>> Start
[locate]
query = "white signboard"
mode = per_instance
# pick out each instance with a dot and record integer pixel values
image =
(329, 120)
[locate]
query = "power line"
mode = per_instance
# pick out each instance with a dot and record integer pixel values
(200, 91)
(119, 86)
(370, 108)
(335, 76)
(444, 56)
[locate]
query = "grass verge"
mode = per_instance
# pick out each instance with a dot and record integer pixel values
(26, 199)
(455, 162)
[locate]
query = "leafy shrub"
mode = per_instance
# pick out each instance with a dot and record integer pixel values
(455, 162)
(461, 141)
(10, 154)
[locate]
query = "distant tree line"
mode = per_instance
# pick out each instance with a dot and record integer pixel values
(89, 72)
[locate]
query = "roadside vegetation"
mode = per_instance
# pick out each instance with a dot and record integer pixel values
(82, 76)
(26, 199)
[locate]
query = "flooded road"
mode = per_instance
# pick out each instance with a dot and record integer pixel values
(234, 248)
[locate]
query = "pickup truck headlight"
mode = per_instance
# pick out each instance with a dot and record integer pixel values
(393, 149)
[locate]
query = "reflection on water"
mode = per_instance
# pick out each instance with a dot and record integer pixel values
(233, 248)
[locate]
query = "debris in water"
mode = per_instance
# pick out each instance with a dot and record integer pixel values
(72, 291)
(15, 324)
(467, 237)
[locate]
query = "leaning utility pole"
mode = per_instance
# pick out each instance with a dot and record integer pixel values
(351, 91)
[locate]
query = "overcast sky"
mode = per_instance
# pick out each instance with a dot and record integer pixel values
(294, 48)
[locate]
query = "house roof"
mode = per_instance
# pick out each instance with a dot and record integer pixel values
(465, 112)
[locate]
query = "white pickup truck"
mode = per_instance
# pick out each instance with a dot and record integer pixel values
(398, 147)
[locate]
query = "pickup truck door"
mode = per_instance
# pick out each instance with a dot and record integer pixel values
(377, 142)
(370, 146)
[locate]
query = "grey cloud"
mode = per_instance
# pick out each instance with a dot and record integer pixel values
>> End
What you will do:
What is needed here is an exact reproduction of all the entries.

Reply to the task:
[locate]
query = "white signboard"
mode = per_instance
# pick out each instance with a dot and record integer pixel values
image =
(329, 120)
[locate]
query = "power line"
mode = per_instance
# pick out each instance with a dot and record integer pixel values
(200, 91)
(119, 86)
(370, 108)
(335, 76)
(444, 56)
[locate]
query = "grass verge"
mode = per_instance
# pick out each instance with a dot and record integer pixel values
(26, 199)
(455, 162)
[locate]
query = "leafy shrub"
mode = per_instance
# pick out each instance with a dot and record integer pixel values
(455, 162)
(461, 141)
(10, 154)
[locate]
query = "distant tree line"
mode = per_instance
# pick out each instance with a dot and record integer pixel values
(89, 72)
[locate]
query = "roadside vegetation"
mode = per_instance
# pick out each instance with a dot and record integer pixel values
(82, 76)
(26, 199)
[locate]
query = "flooded road"
mode = per_instance
# pick out each instance with a dot and record integer pixel values
(234, 248)
[locate]
query = "pickup truck headlight"
mode = per_instance
# pick out each instance with a dot and record integer pixel values
(393, 149)
[locate]
query = "reflection on water"
mode = per_instance
# pick out each instance with a dot and record integer pixel values
(233, 248)
[locate]
query = "debris in water"
mode = per_instance
# pick out each instance with a dot and record integer pixel values
(72, 291)
(15, 324)
(467, 237)
[locate]
query = "leaning utility pole"
mode = per_instance
# pick out each instance with a dot and record integer pixel values
(351, 91)
[locate]
query = "overcast sky"
mode = per_instance
# pick out each instance with a dot and record integer pixel values
(294, 48)
[locate]
query = "house roof"
mode = per_instance
# pick out each instance with a dot and record integer pixel values
(465, 112)
[locate]
query = "white pickup truck"
mode = per_instance
# pick out each instance with a dot and record integer pixel values
(398, 147)
[locate]
query = "pickup truck door"
mode = per_instance
# pick out each instance with a dot and record integer pixel values
(377, 142)
(370, 146)
[locate]
query = "grey cloud"
mode = per_instance
# pick out each instance with a dot and record integer pixel values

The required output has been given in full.